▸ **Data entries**
○ ○ ○ ○ ○

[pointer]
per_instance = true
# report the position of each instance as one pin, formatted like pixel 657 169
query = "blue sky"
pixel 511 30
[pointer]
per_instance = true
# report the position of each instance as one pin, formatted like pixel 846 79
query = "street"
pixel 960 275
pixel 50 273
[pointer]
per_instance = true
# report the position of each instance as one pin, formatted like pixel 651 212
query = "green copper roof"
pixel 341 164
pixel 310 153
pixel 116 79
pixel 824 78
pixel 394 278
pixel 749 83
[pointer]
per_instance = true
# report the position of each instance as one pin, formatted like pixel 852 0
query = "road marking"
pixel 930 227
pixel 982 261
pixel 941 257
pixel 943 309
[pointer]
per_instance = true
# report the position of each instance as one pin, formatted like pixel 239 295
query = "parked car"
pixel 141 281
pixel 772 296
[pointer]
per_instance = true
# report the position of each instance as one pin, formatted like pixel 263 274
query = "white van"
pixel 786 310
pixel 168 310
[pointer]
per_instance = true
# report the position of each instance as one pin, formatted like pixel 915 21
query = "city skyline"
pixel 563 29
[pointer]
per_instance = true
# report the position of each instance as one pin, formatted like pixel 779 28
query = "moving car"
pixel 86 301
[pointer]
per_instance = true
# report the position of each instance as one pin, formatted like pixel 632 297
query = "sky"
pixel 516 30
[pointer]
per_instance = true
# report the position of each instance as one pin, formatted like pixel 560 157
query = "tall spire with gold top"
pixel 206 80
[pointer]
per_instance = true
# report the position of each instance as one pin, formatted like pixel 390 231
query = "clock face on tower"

○ ○ ○ ○ ○

▸ **YOUR ASSIGNMENT**
Each entry should be duplicated exactly as it was given.

▸ **ANSWER SPACE**
[pointer]
per_instance = true
# report the position of each instance as one pin, formatted like pixel 657 169
query = "blue sky"
pixel 511 30
[pointer]
per_instance = true
# report the position of each instance as one pin, formatted like pixel 846 79
query = "street"
pixel 960 275
pixel 50 273
[pointer]
per_instance = true
# report the position of each instance as one pin, formatted like pixel 651 212
query = "green copper roof"
pixel 341 164
pixel 310 153
pixel 116 79
pixel 824 78
pixel 394 278
pixel 749 83
[pointer]
per_instance = true
# report the position of each instance as one pin, formatted like pixel 852 0
query = "road marking"
pixel 930 227
pixel 982 261
pixel 941 257
pixel 943 309
[pointer]
per_instance = true
# report the position of each instance as one pin, formatted like pixel 239 295
query = "parked car"
pixel 141 281
pixel 772 296
[pointer]
per_instance = true
# report the position of each instance as one pin, formatted like pixel 263 274
query = "white van"
pixel 786 310
pixel 168 310
[pointer]
per_instance = true
# report the position of each instance as one pin, formatted like pixel 915 21
query = "city skyline"
pixel 563 29
[pointer]
per_instance = true
# report the position of each instance as one pin, formatted like pixel 779 28
query = "moving car"
pixel 86 301
[pointer]
per_instance = true
# report the position of each instance as one pin, formatted like pixel 632 297
query = "sky"
pixel 516 30
[pointer]
per_instance = true
# report the position of each instance as one pin, formatted like pixel 560 157
query = "tall spire with gold top"
pixel 206 80
[pointer]
per_instance = true
# report the position of each instance as one pin, formatted like pixel 390 231
query = "clock face on tower"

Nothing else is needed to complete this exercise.